__Brief__
Every line in the records below that holds "roof" must be identified and copied.

__Material provided__
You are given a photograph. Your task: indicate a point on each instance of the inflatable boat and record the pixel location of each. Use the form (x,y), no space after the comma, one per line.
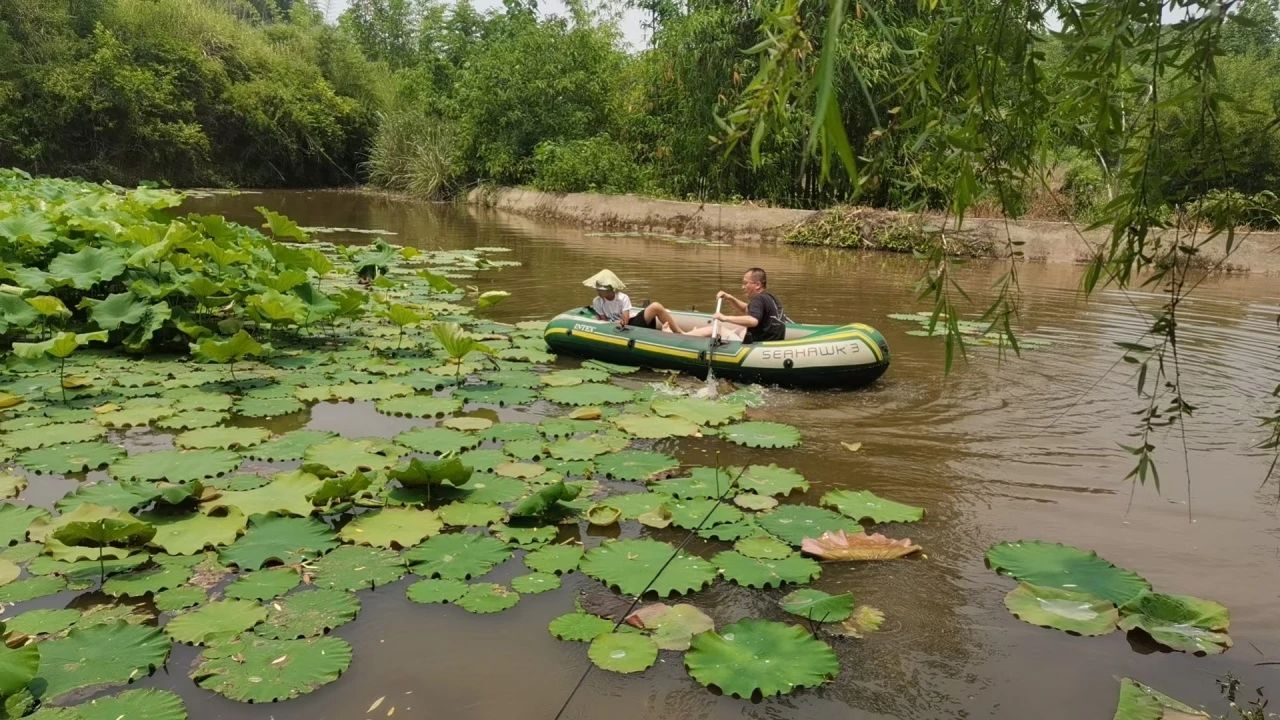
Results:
(846,356)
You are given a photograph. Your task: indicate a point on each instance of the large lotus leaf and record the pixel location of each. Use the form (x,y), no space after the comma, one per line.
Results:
(622,652)
(140,583)
(762,434)
(856,546)
(588,393)
(759,656)
(1139,702)
(652,427)
(353,568)
(289,446)
(865,505)
(635,565)
(214,621)
(671,627)
(283,540)
(420,473)
(392,527)
(188,534)
(771,481)
(307,614)
(1063,610)
(14,520)
(699,411)
(97,656)
(254,669)
(457,556)
(437,441)
(794,523)
(1068,568)
(288,493)
(18,665)
(48,436)
(343,455)
(488,597)
(818,606)
(176,465)
(754,573)
(145,703)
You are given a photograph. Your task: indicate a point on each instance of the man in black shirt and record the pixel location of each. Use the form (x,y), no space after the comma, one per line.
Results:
(763,319)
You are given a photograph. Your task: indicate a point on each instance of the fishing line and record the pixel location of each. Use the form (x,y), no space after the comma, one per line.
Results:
(720,500)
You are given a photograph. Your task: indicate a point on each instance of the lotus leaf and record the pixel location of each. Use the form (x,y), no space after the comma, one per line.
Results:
(307,614)
(671,627)
(588,393)
(763,547)
(471,514)
(289,446)
(140,583)
(759,656)
(288,493)
(634,566)
(73,458)
(1139,702)
(794,523)
(419,406)
(1075,613)
(215,621)
(176,465)
(1068,568)
(343,455)
(865,505)
(96,656)
(457,556)
(437,441)
(392,527)
(432,473)
(353,568)
(622,652)
(856,546)
(699,411)
(283,540)
(437,589)
(254,669)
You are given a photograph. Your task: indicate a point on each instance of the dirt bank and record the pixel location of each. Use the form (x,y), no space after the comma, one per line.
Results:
(845,227)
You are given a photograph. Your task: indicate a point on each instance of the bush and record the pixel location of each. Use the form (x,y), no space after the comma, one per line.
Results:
(598,164)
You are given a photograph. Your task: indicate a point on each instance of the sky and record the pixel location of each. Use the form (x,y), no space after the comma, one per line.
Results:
(632,32)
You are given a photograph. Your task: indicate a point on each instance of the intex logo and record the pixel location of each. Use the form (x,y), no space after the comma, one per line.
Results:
(812,351)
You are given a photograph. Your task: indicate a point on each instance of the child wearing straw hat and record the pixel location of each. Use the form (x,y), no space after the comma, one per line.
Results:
(612,304)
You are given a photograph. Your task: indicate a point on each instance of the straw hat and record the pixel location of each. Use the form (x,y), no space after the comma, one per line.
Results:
(604,279)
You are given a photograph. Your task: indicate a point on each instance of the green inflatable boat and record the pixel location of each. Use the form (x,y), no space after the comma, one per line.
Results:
(841,356)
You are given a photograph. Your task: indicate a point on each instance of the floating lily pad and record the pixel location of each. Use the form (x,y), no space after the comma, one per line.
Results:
(865,505)
(307,614)
(457,556)
(630,565)
(488,597)
(622,652)
(759,656)
(1075,613)
(97,656)
(215,621)
(1068,568)
(762,434)
(353,568)
(254,669)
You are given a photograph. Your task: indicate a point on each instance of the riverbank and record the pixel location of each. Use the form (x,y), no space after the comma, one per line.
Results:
(864,228)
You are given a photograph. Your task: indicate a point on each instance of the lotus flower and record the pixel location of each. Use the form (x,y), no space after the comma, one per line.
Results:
(858,546)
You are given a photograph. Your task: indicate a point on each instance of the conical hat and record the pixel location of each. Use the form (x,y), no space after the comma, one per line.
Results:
(604,279)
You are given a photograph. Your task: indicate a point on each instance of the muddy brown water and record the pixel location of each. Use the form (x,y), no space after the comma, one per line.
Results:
(1022,449)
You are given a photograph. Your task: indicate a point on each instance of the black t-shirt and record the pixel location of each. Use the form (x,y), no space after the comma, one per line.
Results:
(769,319)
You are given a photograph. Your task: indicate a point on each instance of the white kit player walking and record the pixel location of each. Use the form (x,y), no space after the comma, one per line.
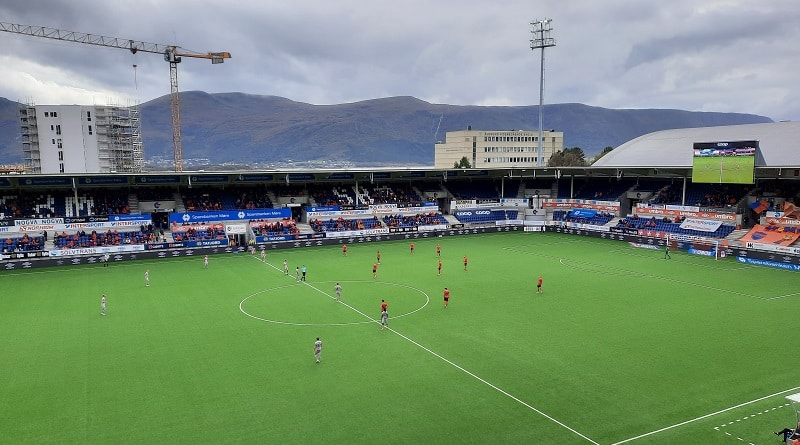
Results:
(318,349)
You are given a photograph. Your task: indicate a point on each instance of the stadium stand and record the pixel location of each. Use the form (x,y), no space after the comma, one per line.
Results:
(599,219)
(81,239)
(341,224)
(25,243)
(665,225)
(485,216)
(420,219)
(284,226)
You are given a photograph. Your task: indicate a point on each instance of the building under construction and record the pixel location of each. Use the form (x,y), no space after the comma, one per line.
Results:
(81,138)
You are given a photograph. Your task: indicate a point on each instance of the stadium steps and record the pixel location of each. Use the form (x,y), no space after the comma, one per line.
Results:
(180,207)
(736,234)
(133,203)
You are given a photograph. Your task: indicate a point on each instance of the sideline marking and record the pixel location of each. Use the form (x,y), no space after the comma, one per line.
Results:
(460,368)
(705,416)
(645,275)
(718,428)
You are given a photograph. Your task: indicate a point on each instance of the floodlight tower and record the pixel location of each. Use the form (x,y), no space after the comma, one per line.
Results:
(541,39)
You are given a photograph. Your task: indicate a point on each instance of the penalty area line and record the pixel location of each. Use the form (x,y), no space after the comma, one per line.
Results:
(686,422)
(462,369)
(496,388)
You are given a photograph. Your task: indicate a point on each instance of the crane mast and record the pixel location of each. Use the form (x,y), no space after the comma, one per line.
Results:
(172,54)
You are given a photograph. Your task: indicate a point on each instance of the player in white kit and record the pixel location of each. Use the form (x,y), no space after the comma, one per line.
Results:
(318,349)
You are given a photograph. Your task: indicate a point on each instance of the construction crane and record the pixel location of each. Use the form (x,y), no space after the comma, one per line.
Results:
(171,53)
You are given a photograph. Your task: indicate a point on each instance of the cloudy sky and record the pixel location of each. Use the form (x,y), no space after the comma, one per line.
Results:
(700,55)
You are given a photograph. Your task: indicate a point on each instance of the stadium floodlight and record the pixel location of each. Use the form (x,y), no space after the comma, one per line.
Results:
(541,40)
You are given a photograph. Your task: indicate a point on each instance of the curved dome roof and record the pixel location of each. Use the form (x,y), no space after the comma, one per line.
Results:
(779,145)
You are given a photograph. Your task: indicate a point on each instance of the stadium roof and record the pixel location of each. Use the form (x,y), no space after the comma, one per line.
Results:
(779,145)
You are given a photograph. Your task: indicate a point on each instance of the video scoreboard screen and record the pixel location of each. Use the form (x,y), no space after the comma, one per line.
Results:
(724,162)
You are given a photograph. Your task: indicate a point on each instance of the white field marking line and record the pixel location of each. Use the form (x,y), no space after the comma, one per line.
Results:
(289,323)
(496,388)
(645,275)
(460,368)
(705,416)
(784,296)
(751,416)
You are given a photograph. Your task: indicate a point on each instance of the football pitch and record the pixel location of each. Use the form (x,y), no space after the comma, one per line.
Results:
(622,346)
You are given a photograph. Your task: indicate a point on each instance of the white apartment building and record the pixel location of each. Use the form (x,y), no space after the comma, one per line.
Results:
(81,139)
(494,149)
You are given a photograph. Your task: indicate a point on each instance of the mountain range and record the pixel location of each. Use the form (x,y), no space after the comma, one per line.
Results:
(261,131)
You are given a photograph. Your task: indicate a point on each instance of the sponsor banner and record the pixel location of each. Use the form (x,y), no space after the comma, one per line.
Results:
(279,238)
(81,219)
(605,206)
(253,178)
(102,180)
(701,225)
(323,209)
(403,229)
(235,229)
(338,213)
(229,215)
(155,246)
(30,226)
(773,248)
(768,263)
(772,234)
(37,221)
(177,228)
(433,228)
(144,219)
(47,181)
(206,179)
(583,213)
(383,208)
(349,233)
(340,176)
(477,212)
(300,177)
(686,213)
(784,221)
(514,202)
(645,246)
(100,250)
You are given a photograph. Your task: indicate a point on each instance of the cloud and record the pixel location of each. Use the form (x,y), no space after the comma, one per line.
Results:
(715,55)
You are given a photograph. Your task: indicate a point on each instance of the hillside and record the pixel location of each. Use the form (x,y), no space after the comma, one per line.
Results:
(243,128)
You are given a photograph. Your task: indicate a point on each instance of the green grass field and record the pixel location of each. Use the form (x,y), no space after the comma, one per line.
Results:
(723,169)
(621,344)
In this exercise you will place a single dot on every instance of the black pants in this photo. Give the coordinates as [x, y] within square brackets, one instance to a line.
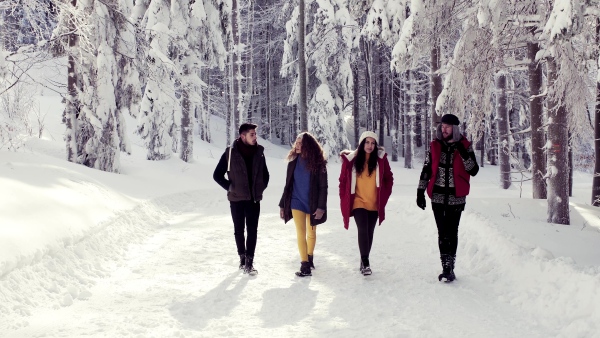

__Written reply__
You are given a photograph. Your task: indicate a point on each instance of the curved dome roof and record the pixel location of each. Use the form (x,y), no space after the comma, one per line.
You are given a photograph. Your task: indicate a point on each instance of the stadium roof and record the pixel location of each. Use the form (x,y), no space after the comma, one per line.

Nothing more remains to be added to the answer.